I am 45 years old and have been a member all my life. My parents divorced when I was 7 years old but I was raised by a very good step father and have had lots of good LDS friends growing up. We had our trials but I have had a pretty normal happy life.
I never wanted to go through a divorce and my goal since I was a little girl was to marry the right person at the right time and in the right place. I married a good man who is from a good family. His father has served in high positions in the church.
When I was a newlywed and married in the Mesa Arizona Temple my dad came to me with concerns he had about Joseph Smith and polygamy. My dad had spent time in prison after my mom divorced him for getting sexually involved with high school girls where he taught high school. I thought he had a lot of nerve judging Joseph Smith after what he did.
I had been taught that there are times that the Lord says polygamy is okay to raise up seed for a righteous generation. Since it happened in the Bible I was even more convinced it must be okay. I was taught that Joseph Smith didn't want to do it but finally did when the Lord insisted.
My mom prayed to know if the church was true after she had lost a baby girl born before me. When she told my dad that she had received an answer, he said that she was "emotionally ripe" and that it was just her emotions and not a real answer from God.
Up until this time I felt that the church was true but I wanted to receive a real witness from God for myself so I didn't have to take any one's word for it. Unlike my dad, I had been about as obedient as any young person could be so I felt worthy enough to receive an answer. I took a Book of Mormon class while I was pregnant with my 2nd daughter, the first daughter was 5 months old. I studied and prayed but nothing happened.
When I prayed I told Heavenly Father I didn't want an answer from just my own emotions, I wanted it to be from him through the Holy Ghost and that I would be able to recognize it as that. I didn't give up hope. I had my baby girl in January and kept trying to attend the class but it was hard. I figured I wasn't getting an answer cause I had missed some classes.
Then that summer when my daughter was just a few months old we went on a ward camp out. As they were getting ready to start Testimony Meeting, my baby daughter went diarrhea again in her diaper. She had been having a lot of it and was starting to get a rash so I rushed back to the tent to change her. Because of this, I was not in a very spiritual mood.
When I got back to the meeting I saw a guy in our ward start to walk up that I didn't know that well and didn't have any emotional bond with. I told myself as he was walking up that I would never again say that I know the church is true until I had that witness. I'm not sure what happened after that but I thought it was an answer to my prayer. When this man started bearing his testimony, he started out saying that he knew that God lives. I got shivers from head to toe, not the normal shivers of being cold or thinking about going up to bear your testimony but shivers that came out of the blue and then my heart was pounding at the same time. I have been convinced all these many years it was an answer to my prayer.
My Dad said he wished he had that but I figured he never would get an answer because he refused to be obedient first.
I have clung to that experience all these years and when things didn't make sense to me in the church I just leaned on that experience and figured it would be explained to me in the next life.

__Dataset rows__:

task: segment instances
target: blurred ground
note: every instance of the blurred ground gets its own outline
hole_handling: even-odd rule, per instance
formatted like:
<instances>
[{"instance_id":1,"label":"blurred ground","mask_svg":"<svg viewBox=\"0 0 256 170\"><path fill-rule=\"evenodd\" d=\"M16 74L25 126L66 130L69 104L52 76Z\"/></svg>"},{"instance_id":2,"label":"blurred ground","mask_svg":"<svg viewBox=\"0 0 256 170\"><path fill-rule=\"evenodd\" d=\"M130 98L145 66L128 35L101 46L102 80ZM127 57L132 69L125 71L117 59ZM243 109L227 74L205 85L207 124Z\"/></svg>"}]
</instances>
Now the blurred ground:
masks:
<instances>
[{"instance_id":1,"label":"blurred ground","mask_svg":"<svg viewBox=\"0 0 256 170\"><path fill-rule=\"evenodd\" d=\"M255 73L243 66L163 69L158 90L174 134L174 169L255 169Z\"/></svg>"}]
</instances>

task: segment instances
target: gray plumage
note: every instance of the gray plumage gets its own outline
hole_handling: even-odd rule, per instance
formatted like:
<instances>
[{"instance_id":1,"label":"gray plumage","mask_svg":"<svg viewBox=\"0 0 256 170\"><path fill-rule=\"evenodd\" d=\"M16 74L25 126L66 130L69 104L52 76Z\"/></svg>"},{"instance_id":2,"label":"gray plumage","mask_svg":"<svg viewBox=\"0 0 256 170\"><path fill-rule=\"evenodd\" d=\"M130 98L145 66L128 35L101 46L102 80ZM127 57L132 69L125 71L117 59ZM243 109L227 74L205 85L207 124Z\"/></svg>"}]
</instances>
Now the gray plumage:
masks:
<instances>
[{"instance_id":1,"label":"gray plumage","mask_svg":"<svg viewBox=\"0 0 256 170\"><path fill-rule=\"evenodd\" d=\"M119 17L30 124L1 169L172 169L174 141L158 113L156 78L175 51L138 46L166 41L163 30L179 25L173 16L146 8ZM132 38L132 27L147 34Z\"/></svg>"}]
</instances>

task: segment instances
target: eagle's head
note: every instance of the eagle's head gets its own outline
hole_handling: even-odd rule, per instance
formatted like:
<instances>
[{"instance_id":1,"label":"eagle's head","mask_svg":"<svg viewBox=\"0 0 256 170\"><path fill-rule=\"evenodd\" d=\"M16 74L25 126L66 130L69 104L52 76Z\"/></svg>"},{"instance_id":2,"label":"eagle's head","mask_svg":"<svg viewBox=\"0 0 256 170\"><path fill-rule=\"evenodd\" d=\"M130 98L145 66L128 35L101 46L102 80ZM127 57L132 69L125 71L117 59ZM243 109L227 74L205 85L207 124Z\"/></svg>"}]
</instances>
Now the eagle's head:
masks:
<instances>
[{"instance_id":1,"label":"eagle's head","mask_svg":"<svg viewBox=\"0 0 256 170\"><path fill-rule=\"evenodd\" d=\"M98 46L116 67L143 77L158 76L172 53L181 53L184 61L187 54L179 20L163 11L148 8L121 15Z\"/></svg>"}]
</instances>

__Work to complete__:
Continue the personal account of faith in the LDS church, starting right after its final paragraph.

__Result below__:
I've been pretty happy in the church, I did feel guilty when my 2 oldest children, my 2 girls left the church when they were teenagers. I wondered what I did wrong. My husband and I went to an LDS counselor for help and read parenting books to try and be better parents and love them back into the church but it didn't work.
We just continued to love them and encourage them to come back to church every now and then and tried not to nag them. My youngest daughter had a baby out of wedlock and they both live with us. Our ward has been very loving of my daughter and nonjudgmental. My daughter has been letting us take our granddaughter to church since she was in nursery. She is 4 years old now and loves to go to church.
Life has still been great. My husband and I have been through some trials but still have a strong marriage and have been happy. Last month during Spring Break my husband and I decided to study church history because I was convinced that I may find out some more information that would help convince my inactive family members including my daughters that the church is true.
We researched the two things that we, and our family have struggled with. We have struggled with polygamy and the blacks not getting the priesthood at first so that they could be sealed to their families in the temple.
We went to fairlds.org because we knew it was a pro-mormon site. I couldn't believe what we found. We found out about things that we didn't even know were issues. We read about polyandry where Joseph Smith and Brigham Young married women who were already married to men. Some of the men were Mormon. After we read the story of Zina we were shocked. We were also shocked to find out that Joseph Smith was married to some very young girls, one as young as 14 years. I thought that only weird men like Warren Jeffs did things like that.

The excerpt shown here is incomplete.